**Texto de leitura:**
O blefe de Ananias e Safira IV

A morte de Ananias, Nicolas Poussin
Então Pedro disse a Ananias: — Por que você deixou Satanás dominar o seu coração? Por que mentiu para o Espírito Santo? Por que você ficou com uma parte do dinheiro que recebeu pela venda daquele terreno? Atos 5.3.

Todos temos personalidade muito forte. Queremos tudo em ordem. Mas uma ordem que seja segundo o nosso preconceito, conforme as nossas concepções. Isso é tão mais verdade nas igrejas cujos membros chegam com a sua formação cristã já pronta. Os gaúchos chegam do seu jeito. Os cariocas de outro jeito diferente. Os mineiros diferentemente dos nordestinos. Os paulistas, então, nem é preciso comentar. Somos uma igreja composta de gente de personalidade fortíssima, disposta a fazer a igreja andar conforme as suas concepções.

Entretanto, esse não é exatamente o problema. O problema começa quando a nossa vontade e as nossas ideias são contrariadas, e elas são contrariadas sempre, e nós passamos a achar que vai ser difícil continuar cooperando. Inventamos desculpas para tirar o corpo fora. Desconfiamos uns dos outros. Quando tudo não funciona como queremos, freamos o nosso entusiasmo. Mas esperem, a essência da vida da igreja é para ser achada justamente nessa diversidade? A unidade da dessemelhança não é o cerne da vocação cristã? Essa diversidade não é o próprio caráter da igreja? A igreja de Jesus Cristo é inclusiva, ou não igreja de Jesus Cristo. Ou ela inclui todo mundo e está a favor do Reino, ou ela está contra. Karl Barth certa vez disse: A igreja de Jesus Cristo é a única sociedade no mundo em que para ser membro, o candidato precisa ter somente um atributo: não merecer ser membro.

Certa vez um ex-membro me disse que se afastou da igreja porque lá estava cheio de hipócritas. E não é que sem querer ele acertou em cheio? É isso mesmo. Mas será que ele não sabe que a graça de Deus salva apenas aqueles que reconhecem que são hipócritas? Nunca devemos confundir a diferença de opinião criativa com o que o casal do nosso texto fez. A igreja verdadeiramente grande está sempre aberta para a correção dos seus membros. É assim que o crescimento acontece. Se eu estou errado, então você tem que me dizer que estou errado. Mas, por favor, faça pessoalmente. Eu sou muito criança, para mim fica difícil levar bronca na frente dos outros. Eu estou tentando crescer na graça de Deus, e se tem algo que eu esteja fazendo errado, em vez de falar para os outros, fale para mim. Nós só vamos crescer desse jeito, porque a singularidade de cada um é preciosa. As condições particulares de cada um de nós só encontrará consenso na igreja dele. O envolvimento, o apoio, a afirmação, a lealdade e o amor são as marcas dessa igreja. Nada pode nos separar.

**Enunciado 1:**
Copie fielmente o trecho do texto de leitura que vai de "Todos temos personalidade" até "as suas concepções.".
**Enunciado 2:**
No texto de leitura, qual é o único atributo que, segundo Karl Barth, o candidato precisa ter para ser membro da igreja de Jesus Cristo?

**Conteúdo da listagem:**
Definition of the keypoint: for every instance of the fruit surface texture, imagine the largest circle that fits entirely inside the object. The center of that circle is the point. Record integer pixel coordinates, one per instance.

**Resultado da tarefa 1:**
Todos temos personalidade muito forte. Queremos tudo em ordem. Mas uma ordem que seja segundo o nosso preconceito, conforme as nossas concepções. Isso é tão mais verdade nas igrejas cujos membros chegam com a sua formação cristã já pronta. Os gaúchos chegam do seu jeito. Os cariocas de outro jeito diferente. Os mineiros diferentemente dos nordestinos. Os paulistas, então, nem é preciso comentar. Somos uma igreja composta de gente de personalidade fortíssima, disposta a fazer a igreja andar conforme as suas concepções.

**Resultado da tarefa 2:**
Não merecer ser membro.